> The problem
Can you copy the stretch of the discussion of symptom dimensions in schizophrenia and bipolar disorder from "In schizophrenia sample, we" through "for bipolar sample.", word for word?

In schizophrenia sample, we observed presence of family history of psychiatric disorders, increases depressive dimension scores and decreases excitement dimension scores. It was described as risk of schizophrenia development [
52]. We detected it is especially for depression dimension. Depressive symptoms are common in schizophrenia [
51] and appear more frequent when there is family history of depression [
53]. In our models “late” age at onset seemed protective towards depressive dimension in schizophrenia. No relation of family history and symptom dimensions appeared for bipolar sample.
In the last stage we checked if/how symptomatology of disease might be useful to predict disorder course and social functioning (described by OPCRIT variables “impairment/incapacity during disorder” and “course of disorder”). Higher scores of depression domain are associated with higher scores in course of disorder in BD sample. In case of schizophrenia, “disorganised” dimension seemed risk factor for worse impairment/incapacity during disorder. Excitement domain in SCH decrease impairment/incapacity, however this result are to interpret carefully. Correlation between depressive symptoms and performance and interpersonal behaviour was described. Mania symptoms seemed related with interpersonal friction [
54]. Our bipolar models suggests association between high depression scores and high scores in course of disorder. Higher scores in course of disorder correspond to worse remission Partial remission with residual symptoms often happen in bipolar and unipolar disorder [
55,
56]. In bipolar sample subsyndromal residual symptoms are related to last episode [
57]. In the schizophrenia cases, “disorganised” dimension lead to poor social functioning during its course. Excitement dimension, however seemed protective. The reason might be excitement/mania domain definition. “Increased sociability”, “excessive activity” variables might work protective towards social isolation. Disorganization often present in schizophrenia has negative impact of social functioning. Recent study by Pandina proved clinically positive changes in disorganization symptoms enhances individual’s overall functioning [
58].

Extracted lines
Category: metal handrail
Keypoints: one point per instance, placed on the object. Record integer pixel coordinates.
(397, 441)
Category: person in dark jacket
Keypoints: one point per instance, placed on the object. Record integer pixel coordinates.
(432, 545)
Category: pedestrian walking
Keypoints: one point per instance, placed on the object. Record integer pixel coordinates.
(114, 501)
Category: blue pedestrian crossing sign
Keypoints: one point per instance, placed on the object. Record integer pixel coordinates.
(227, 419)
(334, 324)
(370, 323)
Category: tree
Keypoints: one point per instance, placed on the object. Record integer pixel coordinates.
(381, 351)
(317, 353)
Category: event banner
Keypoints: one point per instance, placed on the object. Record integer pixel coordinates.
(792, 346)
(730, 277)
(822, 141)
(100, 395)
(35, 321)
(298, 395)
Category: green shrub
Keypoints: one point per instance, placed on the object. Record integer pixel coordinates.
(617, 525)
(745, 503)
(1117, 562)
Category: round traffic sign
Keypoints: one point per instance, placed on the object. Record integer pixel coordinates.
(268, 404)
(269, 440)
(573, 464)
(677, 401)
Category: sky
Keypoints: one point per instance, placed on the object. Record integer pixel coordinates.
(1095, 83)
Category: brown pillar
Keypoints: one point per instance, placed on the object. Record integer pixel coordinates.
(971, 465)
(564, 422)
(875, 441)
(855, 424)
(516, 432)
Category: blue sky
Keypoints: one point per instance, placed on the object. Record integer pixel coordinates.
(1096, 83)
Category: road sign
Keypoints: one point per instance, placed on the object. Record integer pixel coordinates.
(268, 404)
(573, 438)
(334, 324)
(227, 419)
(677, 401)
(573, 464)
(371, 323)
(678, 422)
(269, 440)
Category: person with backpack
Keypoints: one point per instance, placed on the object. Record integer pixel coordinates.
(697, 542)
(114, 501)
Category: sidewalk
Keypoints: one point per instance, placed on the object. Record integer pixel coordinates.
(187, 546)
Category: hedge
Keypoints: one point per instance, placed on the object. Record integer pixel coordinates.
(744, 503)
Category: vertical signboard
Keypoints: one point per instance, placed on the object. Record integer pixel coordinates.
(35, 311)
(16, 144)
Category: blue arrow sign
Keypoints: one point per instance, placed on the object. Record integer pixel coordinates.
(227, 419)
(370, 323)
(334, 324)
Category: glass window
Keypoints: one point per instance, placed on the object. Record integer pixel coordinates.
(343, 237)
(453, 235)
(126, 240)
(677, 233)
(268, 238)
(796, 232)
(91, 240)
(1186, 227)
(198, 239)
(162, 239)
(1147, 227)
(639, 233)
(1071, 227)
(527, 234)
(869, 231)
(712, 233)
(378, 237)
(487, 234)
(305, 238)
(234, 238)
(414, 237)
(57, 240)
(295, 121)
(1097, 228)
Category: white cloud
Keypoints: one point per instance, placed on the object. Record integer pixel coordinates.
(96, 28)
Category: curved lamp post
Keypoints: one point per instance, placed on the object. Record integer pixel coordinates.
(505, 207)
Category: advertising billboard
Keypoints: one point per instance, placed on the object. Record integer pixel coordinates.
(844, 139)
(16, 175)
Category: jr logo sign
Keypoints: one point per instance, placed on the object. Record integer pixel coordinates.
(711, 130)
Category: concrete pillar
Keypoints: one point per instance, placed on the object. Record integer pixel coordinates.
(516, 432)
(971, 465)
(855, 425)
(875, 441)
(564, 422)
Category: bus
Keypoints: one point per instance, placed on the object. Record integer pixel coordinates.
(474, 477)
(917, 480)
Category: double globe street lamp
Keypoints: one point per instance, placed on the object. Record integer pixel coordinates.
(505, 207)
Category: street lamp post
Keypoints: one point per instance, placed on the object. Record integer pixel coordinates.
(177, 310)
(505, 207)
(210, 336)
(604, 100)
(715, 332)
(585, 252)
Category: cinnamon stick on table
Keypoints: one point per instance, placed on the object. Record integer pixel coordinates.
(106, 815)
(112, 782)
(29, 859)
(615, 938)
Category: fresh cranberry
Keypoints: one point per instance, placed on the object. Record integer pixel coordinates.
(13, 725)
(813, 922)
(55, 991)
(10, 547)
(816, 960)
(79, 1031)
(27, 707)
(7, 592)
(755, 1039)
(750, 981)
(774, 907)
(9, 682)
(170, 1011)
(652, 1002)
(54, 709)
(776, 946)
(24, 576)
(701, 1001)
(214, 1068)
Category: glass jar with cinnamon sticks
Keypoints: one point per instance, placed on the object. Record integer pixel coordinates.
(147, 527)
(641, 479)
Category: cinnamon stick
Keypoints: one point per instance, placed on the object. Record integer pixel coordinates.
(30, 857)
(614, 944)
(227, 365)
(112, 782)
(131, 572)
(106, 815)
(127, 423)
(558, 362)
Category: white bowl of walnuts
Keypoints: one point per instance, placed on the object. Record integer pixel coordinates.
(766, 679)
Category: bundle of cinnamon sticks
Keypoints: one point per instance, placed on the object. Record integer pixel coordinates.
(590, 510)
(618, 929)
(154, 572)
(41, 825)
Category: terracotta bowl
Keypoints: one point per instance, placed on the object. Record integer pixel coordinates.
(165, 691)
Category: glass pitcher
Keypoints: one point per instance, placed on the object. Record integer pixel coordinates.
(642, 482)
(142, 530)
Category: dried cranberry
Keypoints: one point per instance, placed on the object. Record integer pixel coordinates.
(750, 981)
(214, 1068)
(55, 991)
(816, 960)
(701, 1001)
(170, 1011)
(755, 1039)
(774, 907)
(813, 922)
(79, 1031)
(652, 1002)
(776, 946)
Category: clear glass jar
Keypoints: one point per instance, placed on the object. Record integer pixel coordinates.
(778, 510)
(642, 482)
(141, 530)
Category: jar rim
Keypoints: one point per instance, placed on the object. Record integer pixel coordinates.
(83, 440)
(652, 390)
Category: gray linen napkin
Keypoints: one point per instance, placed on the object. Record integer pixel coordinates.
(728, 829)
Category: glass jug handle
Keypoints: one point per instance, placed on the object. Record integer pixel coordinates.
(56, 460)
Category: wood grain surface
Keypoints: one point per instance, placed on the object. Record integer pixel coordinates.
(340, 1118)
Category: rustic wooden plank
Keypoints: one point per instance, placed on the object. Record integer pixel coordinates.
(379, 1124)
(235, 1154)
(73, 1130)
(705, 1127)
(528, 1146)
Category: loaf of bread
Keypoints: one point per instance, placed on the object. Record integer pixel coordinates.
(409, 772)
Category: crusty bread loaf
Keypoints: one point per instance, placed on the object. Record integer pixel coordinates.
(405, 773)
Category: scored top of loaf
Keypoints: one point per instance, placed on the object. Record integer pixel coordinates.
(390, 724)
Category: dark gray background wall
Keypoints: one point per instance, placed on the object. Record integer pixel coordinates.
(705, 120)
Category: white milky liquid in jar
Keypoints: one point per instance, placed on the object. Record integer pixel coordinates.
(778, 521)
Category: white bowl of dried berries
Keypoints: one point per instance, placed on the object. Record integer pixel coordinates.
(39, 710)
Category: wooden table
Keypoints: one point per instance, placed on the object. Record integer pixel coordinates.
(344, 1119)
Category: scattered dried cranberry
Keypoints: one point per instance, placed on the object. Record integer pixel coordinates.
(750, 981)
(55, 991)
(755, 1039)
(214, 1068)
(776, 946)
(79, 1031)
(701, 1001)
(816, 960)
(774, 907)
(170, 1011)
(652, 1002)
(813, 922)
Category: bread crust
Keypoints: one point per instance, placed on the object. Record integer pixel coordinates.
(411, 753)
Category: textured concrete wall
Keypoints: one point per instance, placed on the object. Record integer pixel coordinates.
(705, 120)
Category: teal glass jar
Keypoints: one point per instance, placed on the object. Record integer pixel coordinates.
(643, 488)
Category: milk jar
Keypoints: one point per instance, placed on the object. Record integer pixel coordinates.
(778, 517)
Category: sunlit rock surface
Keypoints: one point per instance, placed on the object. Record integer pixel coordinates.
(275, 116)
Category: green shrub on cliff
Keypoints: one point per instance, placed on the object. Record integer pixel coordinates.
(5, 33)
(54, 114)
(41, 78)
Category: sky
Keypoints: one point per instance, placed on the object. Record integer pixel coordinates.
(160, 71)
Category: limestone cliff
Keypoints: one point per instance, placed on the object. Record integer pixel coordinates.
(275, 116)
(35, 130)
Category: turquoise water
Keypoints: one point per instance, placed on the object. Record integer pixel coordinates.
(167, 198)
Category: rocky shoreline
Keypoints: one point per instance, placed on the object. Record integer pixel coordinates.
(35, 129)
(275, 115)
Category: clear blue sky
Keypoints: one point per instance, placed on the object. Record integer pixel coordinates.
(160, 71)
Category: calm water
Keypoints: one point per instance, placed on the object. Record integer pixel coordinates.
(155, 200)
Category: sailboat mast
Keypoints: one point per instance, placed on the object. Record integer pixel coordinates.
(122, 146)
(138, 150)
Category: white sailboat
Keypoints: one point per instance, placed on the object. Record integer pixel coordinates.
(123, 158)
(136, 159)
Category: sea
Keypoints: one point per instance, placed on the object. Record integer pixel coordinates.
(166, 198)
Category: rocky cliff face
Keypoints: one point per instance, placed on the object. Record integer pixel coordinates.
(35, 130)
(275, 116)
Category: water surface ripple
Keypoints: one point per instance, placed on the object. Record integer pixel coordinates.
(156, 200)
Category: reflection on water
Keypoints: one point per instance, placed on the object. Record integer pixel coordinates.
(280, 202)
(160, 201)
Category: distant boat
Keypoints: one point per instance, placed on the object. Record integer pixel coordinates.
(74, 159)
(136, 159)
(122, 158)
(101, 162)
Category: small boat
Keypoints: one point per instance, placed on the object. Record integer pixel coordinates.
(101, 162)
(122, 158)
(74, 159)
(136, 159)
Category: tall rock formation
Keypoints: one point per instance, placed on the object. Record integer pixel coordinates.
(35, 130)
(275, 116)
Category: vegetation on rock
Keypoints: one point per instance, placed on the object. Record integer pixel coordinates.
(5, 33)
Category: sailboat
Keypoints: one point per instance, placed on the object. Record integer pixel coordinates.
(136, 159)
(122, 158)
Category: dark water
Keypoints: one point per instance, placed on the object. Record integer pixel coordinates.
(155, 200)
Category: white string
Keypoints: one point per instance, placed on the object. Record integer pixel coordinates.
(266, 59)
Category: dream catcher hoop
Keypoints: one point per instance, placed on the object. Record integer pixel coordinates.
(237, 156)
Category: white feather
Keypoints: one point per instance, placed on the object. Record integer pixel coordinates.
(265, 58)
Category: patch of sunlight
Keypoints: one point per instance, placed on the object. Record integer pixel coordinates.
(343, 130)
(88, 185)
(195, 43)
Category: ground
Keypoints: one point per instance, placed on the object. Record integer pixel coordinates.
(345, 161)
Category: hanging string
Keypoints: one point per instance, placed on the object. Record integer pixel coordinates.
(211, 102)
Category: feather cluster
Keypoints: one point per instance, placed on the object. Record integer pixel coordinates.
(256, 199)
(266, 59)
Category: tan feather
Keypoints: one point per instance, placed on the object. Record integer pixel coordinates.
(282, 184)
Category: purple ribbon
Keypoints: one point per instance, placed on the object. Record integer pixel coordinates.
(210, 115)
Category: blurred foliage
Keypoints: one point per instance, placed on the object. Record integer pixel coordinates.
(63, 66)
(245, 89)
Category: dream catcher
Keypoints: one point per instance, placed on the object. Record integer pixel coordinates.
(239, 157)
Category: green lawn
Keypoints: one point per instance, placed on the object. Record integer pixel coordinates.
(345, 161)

> Solution to this task
In schizophrenia sample, we observed presence of family history of psychiatric disorders, increases depressive dimension scores and decreases excitement dimension scores. It was described as risk of schizophrenia development [
52]. We detected it is especially for depression dimension. Depressive symptoms are common in schizophrenia [
51] and appear more frequent when there is family history of depression [
53]. In our models “late” age at onset seemed protective towards depressive dimension in schizophrenia. No relation of family history and symptom dimensions appeared for bipolar sample.